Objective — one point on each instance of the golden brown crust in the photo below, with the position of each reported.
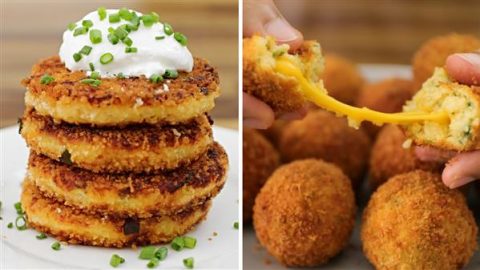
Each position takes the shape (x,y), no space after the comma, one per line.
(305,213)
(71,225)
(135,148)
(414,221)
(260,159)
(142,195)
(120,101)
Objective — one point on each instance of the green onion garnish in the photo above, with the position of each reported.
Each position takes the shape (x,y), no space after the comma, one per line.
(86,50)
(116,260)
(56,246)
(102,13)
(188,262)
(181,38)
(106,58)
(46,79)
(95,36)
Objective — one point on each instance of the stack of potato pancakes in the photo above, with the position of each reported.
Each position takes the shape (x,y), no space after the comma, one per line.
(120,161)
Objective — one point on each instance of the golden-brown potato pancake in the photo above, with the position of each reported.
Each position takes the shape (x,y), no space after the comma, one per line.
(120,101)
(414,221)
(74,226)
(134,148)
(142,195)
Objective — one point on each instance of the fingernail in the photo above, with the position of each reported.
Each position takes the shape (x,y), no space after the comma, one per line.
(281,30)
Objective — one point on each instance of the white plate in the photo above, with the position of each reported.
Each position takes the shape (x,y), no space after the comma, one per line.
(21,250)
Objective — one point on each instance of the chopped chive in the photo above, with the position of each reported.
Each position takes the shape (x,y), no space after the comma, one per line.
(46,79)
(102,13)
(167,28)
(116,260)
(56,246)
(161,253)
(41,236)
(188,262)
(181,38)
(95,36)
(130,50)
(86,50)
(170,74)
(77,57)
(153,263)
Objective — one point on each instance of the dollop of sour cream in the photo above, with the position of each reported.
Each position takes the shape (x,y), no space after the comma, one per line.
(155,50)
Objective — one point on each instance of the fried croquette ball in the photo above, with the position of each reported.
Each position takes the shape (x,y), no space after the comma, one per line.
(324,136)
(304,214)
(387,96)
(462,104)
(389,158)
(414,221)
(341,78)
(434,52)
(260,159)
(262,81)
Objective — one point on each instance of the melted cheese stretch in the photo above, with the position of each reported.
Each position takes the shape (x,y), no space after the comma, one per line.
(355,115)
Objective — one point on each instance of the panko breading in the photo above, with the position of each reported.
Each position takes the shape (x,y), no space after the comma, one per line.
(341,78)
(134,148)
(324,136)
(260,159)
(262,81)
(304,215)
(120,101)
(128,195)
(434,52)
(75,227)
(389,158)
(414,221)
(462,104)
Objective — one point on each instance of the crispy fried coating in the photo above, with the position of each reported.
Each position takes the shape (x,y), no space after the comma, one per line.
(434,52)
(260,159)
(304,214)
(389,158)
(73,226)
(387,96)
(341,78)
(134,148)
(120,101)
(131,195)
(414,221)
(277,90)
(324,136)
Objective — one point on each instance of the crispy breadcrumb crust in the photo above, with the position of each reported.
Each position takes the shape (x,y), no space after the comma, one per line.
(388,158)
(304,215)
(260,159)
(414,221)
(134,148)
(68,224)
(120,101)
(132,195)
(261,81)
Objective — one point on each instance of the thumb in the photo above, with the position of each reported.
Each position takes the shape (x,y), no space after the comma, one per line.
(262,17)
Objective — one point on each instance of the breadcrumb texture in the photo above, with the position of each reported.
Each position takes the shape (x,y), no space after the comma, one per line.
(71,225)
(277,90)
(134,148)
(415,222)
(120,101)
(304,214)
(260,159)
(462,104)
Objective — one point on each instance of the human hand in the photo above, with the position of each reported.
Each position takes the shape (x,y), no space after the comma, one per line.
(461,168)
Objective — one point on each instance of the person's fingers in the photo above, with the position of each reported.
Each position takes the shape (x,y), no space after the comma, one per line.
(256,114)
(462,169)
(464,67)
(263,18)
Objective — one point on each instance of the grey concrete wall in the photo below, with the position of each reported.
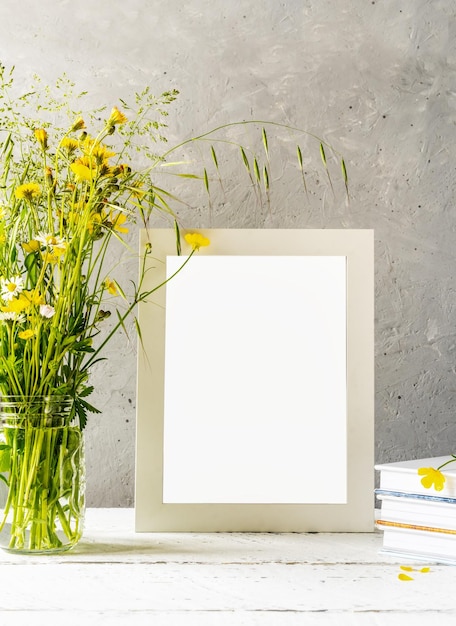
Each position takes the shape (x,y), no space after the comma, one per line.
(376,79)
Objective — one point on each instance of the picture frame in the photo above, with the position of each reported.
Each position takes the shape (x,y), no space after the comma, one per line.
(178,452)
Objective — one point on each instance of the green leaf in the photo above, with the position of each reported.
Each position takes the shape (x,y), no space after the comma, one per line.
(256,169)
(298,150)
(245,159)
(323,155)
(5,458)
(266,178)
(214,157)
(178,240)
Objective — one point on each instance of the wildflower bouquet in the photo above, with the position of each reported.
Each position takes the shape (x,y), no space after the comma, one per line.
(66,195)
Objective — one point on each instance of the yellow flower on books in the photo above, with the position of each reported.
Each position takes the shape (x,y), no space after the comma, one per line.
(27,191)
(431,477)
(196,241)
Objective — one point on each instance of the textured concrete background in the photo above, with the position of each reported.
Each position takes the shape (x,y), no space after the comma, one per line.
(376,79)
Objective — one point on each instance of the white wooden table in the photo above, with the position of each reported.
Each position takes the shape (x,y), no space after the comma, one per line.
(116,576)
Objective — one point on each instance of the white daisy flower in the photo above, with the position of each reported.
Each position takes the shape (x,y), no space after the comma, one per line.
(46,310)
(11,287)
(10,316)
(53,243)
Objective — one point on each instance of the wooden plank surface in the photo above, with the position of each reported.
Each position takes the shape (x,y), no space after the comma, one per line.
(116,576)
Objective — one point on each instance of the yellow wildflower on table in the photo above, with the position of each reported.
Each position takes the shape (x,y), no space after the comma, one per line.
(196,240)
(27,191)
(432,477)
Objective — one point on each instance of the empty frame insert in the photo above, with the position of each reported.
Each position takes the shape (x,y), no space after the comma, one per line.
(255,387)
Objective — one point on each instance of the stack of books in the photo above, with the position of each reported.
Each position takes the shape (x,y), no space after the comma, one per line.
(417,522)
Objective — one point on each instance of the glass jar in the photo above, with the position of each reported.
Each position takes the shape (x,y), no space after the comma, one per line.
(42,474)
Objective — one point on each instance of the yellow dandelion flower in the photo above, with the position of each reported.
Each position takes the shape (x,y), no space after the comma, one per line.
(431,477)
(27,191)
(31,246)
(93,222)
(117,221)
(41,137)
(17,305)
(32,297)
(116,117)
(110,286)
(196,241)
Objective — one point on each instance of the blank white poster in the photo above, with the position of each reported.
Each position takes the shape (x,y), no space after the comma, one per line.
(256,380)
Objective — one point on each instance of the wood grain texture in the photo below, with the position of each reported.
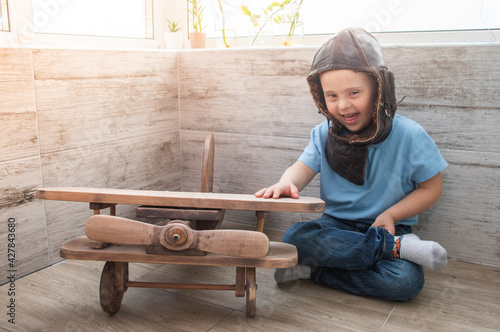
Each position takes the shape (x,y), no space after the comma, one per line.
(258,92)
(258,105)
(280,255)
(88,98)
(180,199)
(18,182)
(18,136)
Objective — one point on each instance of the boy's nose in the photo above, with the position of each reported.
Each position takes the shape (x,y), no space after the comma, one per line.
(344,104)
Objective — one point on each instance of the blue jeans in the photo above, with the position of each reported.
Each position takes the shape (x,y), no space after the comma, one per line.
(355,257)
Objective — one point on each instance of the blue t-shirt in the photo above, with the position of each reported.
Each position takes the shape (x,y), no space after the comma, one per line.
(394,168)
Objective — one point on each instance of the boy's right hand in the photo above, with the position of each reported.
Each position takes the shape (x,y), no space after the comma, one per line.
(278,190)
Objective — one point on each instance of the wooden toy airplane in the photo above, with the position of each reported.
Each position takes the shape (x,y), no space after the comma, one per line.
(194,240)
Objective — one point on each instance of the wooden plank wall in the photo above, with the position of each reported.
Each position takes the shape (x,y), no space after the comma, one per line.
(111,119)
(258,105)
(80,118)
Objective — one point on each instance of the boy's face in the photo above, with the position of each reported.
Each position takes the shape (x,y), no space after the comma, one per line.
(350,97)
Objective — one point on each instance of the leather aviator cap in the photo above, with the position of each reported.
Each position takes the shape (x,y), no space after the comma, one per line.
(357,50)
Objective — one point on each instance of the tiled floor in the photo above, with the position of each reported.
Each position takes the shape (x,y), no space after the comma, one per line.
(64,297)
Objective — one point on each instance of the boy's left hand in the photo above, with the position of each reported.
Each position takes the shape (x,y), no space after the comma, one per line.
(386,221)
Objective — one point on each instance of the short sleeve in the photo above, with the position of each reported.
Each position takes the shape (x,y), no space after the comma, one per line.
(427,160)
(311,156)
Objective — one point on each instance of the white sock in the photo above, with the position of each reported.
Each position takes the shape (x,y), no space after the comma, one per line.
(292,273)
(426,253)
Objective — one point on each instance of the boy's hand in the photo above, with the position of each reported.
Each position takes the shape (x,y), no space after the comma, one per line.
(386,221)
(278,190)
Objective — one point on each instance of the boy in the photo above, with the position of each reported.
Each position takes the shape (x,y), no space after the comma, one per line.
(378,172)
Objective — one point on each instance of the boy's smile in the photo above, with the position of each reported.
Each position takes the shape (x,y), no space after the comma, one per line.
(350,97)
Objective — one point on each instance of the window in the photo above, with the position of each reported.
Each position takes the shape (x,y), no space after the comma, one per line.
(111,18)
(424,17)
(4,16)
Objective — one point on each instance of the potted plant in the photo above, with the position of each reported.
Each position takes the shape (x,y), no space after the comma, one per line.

* **WRITTEN TASK**
Print from the line containing "Objective — one point on each instance of the boy's hand" to the last line above, exactly as written.

* **RESPONSE TO THE EXERCISE**
Objective — one point on each instance of the boy's hand in the photo above, with the position of each reported.
Each position takes the shape (x,y), no space after the comma, one per line.
(386,221)
(278,190)
Objective — one point on each instance of the boy in the photo above, with the position of each reported.
Each position takes the shape (x,y), no space after the comma, one per line.
(378,172)
Objective — one point on each instance of the boy's smile in the photo above, with the position of each reported.
Each position takes the shape (x,y), no space after the comma, one per line.
(350,97)
Objective — one point on each instance of the window in the photo above, with the position of each reported.
Each position takes the shape (x,y), no space after the comma, one per line.
(111,18)
(424,17)
(4,16)
Objective — one point on each instance of the potted plant in the photo above, with the position of each reported.
Each position takes the shape (x,y), no space after the comma, one per line.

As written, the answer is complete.